- [WHAT YOU SHOULD DO] Report how many lines in the rows below contain the string "alloy", treating uppercase and lowercase as different. Reply with the number alone.

++++++++++

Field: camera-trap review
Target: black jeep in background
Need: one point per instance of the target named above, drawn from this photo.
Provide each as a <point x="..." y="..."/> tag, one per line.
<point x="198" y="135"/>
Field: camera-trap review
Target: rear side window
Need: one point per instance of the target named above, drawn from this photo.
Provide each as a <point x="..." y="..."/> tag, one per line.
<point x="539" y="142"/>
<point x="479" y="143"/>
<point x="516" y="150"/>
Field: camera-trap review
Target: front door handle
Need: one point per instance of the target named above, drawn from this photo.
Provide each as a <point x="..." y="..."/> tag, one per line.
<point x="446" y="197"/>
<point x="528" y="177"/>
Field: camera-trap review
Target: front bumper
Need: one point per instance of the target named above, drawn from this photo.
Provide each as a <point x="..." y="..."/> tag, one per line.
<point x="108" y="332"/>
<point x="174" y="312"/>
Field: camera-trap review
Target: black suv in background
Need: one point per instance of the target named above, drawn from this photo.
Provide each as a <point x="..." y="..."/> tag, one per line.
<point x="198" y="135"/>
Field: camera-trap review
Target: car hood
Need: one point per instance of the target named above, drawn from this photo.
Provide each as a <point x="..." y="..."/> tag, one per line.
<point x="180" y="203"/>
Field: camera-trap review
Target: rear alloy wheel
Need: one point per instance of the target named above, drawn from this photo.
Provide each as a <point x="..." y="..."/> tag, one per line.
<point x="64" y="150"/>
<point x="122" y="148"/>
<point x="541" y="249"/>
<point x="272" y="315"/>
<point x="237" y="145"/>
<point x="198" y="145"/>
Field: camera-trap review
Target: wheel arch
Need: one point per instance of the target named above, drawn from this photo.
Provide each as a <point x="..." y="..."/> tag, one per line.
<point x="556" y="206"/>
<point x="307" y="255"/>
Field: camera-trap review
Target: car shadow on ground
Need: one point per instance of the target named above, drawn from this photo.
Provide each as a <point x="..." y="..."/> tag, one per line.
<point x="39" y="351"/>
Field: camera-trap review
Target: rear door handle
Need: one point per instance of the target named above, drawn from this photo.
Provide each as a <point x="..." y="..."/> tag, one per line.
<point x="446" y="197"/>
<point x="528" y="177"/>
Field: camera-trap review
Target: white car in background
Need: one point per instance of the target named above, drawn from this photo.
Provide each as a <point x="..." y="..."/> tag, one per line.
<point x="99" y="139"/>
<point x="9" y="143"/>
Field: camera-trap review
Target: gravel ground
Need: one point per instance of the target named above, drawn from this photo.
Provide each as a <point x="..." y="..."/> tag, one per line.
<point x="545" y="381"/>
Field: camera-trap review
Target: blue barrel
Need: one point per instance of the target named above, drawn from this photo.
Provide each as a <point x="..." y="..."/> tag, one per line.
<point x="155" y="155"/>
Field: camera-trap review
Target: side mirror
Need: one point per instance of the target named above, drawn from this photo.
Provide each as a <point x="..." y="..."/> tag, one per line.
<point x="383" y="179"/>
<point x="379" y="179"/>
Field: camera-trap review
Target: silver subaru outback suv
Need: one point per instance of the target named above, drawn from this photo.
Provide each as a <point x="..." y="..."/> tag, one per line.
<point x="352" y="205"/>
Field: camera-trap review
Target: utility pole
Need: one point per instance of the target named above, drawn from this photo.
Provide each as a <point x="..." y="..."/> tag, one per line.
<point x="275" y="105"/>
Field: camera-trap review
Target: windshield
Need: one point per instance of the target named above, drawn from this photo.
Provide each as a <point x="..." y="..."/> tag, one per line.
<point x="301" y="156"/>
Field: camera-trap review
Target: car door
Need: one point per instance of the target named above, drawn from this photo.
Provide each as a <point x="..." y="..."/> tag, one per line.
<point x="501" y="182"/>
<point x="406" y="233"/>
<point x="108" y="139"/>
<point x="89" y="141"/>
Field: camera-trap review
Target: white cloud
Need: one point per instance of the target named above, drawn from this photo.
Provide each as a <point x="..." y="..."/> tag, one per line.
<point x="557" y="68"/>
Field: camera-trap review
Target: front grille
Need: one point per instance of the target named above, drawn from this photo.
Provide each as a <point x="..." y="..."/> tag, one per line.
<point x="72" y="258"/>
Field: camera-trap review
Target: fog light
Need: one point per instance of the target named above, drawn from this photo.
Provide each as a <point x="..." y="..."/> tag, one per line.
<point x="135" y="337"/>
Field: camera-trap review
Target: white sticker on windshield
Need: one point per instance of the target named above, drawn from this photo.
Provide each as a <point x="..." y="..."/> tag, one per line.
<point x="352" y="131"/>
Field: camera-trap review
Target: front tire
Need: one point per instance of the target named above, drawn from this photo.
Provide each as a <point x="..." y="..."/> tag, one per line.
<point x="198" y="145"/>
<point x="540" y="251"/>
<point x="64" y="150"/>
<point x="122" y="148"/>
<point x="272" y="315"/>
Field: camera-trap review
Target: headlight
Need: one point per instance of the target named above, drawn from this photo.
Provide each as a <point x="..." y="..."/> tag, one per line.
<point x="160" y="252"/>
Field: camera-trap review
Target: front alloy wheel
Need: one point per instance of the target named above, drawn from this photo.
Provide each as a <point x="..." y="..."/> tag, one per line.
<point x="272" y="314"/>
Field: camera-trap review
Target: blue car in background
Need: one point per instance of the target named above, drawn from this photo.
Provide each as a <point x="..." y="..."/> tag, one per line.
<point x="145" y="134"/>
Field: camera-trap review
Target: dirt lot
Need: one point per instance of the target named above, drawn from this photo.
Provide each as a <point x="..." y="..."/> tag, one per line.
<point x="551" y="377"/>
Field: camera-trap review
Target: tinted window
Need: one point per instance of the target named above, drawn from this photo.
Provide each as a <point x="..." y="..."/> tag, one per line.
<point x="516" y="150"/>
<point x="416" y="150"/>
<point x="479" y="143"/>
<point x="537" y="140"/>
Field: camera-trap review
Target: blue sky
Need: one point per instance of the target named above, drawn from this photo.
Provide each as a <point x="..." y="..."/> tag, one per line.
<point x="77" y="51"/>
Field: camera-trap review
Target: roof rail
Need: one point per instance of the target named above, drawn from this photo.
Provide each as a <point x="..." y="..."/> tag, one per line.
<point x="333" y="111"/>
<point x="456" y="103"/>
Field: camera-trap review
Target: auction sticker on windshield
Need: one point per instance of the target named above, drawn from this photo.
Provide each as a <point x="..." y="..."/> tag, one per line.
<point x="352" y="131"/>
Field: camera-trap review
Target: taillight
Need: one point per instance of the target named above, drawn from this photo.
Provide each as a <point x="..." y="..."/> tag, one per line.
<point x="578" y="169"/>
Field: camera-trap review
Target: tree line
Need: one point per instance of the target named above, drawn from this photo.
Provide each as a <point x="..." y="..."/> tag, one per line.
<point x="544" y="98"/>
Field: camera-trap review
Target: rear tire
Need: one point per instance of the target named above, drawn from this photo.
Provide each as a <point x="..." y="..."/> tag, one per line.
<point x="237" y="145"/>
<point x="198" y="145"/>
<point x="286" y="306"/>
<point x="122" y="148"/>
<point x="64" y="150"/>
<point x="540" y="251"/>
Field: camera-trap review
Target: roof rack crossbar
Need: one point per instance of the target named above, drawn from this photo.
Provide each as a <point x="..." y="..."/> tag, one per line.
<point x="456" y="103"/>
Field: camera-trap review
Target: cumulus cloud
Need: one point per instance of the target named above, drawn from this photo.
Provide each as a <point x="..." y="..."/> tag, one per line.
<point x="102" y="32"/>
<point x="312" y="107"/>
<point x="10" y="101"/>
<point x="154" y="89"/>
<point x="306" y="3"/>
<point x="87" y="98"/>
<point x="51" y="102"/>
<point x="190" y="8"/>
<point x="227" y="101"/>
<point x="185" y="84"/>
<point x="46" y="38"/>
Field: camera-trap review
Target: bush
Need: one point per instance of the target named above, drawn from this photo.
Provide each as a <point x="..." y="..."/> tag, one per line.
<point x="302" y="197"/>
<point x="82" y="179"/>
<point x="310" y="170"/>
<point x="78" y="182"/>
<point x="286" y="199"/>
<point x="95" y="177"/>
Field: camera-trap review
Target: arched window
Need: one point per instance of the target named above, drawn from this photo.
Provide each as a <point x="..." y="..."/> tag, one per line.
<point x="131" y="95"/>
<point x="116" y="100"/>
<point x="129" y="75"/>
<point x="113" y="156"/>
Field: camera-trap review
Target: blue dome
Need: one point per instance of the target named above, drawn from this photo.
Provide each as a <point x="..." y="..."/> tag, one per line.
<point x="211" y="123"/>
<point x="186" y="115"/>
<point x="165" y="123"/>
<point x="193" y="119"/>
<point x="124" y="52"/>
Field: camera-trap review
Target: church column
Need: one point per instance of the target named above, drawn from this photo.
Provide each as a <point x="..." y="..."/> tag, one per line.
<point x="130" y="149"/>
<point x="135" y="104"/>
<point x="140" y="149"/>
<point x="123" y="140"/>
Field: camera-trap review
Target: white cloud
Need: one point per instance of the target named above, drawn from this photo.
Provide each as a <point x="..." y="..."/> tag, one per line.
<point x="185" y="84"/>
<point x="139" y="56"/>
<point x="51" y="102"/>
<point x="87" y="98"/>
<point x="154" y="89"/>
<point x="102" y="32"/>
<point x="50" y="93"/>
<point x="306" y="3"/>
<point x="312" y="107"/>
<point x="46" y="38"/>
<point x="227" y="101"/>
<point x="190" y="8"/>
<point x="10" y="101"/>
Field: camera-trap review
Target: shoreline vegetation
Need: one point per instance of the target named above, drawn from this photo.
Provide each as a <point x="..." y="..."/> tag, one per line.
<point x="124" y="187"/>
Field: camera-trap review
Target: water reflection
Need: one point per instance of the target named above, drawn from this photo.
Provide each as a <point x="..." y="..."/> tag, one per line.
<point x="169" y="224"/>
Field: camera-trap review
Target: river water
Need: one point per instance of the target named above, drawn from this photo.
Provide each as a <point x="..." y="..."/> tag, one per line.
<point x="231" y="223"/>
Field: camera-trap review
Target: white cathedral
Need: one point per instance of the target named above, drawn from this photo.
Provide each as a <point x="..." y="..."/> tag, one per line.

++++++++++

- [FULL ANSWER] 2